## Goal of the exercise
Reproduce the rows from the first one through the row that contains "244L0 256V400L594 398V287L486", inclusive, substituting "hints" for "prompts" and changing nothing else.

Saved data entries
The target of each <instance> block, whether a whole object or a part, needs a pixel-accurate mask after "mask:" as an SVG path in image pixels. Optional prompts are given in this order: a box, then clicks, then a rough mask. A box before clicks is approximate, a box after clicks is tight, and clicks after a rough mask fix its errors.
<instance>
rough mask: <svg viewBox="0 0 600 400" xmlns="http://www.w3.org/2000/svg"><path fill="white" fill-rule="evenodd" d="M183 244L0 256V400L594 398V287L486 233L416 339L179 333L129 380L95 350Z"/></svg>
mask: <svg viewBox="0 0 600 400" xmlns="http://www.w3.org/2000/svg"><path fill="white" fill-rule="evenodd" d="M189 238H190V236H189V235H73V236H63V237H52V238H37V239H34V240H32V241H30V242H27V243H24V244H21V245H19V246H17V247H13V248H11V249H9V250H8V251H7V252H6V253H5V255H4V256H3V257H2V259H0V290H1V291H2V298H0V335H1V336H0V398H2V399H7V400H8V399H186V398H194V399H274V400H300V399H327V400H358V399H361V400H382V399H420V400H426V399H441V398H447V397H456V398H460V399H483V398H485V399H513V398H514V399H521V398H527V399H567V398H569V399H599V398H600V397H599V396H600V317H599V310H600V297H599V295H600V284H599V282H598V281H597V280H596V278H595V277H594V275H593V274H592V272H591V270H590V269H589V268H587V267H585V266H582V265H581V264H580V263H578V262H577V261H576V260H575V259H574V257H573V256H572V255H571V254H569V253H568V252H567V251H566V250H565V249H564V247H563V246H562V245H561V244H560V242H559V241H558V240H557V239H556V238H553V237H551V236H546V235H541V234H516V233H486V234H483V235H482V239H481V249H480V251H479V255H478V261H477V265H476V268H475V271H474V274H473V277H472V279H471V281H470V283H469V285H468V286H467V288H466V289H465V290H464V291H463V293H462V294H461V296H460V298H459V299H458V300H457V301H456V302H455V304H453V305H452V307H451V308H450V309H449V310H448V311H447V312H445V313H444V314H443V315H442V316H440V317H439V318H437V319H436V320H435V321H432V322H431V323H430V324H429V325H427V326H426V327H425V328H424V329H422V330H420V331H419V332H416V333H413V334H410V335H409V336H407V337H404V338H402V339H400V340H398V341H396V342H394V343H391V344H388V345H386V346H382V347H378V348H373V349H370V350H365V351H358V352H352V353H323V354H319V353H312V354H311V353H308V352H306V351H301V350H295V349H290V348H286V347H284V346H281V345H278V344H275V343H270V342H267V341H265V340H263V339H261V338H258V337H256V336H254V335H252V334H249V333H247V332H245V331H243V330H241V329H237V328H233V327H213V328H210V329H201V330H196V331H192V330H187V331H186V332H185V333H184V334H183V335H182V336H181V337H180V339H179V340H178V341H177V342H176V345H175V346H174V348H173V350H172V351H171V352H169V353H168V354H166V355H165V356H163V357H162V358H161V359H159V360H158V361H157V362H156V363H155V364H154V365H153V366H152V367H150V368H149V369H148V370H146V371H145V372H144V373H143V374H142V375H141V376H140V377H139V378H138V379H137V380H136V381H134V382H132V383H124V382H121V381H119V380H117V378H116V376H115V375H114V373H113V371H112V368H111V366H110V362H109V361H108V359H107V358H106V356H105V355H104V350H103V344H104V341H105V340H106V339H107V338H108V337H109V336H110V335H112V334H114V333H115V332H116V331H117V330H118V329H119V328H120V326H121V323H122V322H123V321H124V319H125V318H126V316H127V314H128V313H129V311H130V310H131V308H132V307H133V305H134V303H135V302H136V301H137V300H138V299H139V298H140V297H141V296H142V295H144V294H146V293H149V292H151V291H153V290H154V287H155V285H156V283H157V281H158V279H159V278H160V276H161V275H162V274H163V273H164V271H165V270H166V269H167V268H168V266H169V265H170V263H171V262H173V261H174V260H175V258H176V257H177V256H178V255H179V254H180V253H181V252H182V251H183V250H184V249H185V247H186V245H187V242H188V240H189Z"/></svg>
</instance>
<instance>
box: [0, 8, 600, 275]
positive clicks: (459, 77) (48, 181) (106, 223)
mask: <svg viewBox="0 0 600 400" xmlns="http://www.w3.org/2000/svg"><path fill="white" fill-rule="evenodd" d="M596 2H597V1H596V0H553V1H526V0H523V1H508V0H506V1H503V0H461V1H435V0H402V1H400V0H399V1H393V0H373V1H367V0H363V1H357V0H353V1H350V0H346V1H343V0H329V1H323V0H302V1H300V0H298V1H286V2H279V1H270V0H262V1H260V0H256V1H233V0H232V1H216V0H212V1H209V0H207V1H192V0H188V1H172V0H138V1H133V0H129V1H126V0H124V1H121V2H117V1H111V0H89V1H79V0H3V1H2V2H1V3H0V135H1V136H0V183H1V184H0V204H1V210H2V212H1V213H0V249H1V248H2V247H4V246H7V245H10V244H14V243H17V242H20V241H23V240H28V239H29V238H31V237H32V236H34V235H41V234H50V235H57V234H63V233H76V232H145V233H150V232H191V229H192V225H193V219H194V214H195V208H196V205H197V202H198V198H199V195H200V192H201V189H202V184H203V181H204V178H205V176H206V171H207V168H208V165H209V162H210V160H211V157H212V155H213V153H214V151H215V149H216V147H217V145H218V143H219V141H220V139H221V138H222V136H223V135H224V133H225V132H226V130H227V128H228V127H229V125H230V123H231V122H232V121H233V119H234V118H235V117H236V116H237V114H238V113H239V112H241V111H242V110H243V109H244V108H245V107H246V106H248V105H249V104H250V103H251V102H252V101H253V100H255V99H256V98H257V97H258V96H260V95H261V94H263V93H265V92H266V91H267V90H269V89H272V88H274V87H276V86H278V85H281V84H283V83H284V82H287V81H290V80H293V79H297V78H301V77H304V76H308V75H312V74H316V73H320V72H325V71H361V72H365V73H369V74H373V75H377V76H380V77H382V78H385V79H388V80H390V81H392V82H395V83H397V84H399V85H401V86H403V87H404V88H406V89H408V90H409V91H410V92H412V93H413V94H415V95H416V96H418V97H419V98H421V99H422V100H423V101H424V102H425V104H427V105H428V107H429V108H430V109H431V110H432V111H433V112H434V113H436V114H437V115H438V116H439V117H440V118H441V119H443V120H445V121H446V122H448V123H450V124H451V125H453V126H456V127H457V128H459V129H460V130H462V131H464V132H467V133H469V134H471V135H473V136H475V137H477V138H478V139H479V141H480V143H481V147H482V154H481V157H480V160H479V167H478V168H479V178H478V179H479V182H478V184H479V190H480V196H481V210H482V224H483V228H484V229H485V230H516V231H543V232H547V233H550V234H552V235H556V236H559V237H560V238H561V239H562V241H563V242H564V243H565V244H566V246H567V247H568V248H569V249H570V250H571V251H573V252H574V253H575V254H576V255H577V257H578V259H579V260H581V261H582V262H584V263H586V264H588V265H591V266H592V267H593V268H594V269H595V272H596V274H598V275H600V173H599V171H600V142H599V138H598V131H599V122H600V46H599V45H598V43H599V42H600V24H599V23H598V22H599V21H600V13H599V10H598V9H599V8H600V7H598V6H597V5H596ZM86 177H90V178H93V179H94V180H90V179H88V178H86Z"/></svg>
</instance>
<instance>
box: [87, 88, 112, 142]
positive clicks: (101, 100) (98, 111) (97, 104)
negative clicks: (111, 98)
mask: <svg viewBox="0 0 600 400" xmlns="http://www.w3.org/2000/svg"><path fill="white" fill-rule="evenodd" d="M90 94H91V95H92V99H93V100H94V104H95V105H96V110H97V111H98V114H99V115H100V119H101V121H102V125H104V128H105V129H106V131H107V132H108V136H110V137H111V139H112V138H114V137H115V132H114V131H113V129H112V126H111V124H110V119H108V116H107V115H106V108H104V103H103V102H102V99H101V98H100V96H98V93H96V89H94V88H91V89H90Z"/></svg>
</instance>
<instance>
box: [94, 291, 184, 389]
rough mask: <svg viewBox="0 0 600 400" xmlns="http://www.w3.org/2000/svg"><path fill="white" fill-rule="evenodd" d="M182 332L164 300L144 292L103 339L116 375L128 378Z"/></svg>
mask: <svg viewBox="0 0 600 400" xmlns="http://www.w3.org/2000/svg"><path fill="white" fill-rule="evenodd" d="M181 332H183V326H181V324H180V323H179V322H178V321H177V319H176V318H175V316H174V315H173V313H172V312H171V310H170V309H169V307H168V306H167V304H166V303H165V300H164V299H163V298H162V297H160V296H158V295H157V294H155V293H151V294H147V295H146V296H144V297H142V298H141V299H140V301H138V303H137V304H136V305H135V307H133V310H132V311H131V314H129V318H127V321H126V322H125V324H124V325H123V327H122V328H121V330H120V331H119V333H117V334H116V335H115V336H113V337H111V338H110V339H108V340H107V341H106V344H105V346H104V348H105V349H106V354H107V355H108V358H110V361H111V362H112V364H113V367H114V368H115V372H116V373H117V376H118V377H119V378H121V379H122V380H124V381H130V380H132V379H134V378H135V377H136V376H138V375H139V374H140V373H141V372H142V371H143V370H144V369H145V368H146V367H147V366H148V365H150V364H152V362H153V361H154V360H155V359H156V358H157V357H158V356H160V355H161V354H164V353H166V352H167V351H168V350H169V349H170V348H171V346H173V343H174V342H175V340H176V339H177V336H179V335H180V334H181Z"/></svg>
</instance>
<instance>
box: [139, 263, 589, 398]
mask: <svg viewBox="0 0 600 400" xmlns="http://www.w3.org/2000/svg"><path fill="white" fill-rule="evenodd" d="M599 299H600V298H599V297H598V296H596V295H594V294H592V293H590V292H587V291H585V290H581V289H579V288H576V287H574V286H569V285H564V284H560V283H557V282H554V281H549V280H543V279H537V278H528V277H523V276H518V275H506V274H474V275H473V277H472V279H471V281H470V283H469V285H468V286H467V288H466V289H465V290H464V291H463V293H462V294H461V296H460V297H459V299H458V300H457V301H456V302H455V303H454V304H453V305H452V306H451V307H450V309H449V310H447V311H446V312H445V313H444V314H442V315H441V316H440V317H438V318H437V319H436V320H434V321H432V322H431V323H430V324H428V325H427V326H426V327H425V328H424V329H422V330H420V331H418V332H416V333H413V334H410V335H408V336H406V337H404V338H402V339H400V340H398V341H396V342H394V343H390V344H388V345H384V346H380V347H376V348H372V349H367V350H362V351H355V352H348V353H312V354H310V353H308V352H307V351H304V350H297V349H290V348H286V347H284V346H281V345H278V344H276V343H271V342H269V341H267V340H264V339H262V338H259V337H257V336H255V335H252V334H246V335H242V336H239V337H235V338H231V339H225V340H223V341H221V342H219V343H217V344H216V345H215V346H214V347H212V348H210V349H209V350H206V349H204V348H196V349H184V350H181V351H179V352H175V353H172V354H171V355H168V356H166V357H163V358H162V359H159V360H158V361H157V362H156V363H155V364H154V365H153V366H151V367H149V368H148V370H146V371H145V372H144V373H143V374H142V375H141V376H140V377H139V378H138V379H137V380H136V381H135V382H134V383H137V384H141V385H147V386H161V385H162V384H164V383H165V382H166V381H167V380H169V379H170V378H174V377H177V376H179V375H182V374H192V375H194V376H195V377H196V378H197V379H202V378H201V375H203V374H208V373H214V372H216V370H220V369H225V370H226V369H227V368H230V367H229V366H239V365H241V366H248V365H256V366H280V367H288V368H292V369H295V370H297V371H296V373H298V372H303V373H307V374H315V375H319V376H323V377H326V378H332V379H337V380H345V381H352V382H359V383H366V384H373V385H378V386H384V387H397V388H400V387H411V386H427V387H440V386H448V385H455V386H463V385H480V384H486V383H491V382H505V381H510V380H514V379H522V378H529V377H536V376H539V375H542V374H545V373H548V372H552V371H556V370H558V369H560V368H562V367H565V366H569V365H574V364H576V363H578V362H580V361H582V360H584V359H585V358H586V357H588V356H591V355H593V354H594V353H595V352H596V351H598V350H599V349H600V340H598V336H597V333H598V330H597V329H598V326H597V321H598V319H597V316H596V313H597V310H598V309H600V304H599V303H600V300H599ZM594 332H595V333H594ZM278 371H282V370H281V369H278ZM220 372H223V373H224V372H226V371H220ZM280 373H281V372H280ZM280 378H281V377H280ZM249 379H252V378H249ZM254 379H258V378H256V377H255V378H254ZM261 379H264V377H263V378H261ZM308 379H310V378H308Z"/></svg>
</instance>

## Solved exercise
The target of each <instance> block, whether a whole object or a part, needs a pixel-accurate mask after "mask:" as an SVG path in image pixels. Optional hints are given in this order: a box, then clicks, then a rough mask. A box before clicks is approximate, a box after clicks is tight, and clicks after a rough mask fix its errors.
<instance>
rough mask: <svg viewBox="0 0 600 400" xmlns="http://www.w3.org/2000/svg"><path fill="white" fill-rule="evenodd" d="M183 244L0 256V400L594 398V287L486 233L416 339L179 333L129 380L95 350Z"/></svg>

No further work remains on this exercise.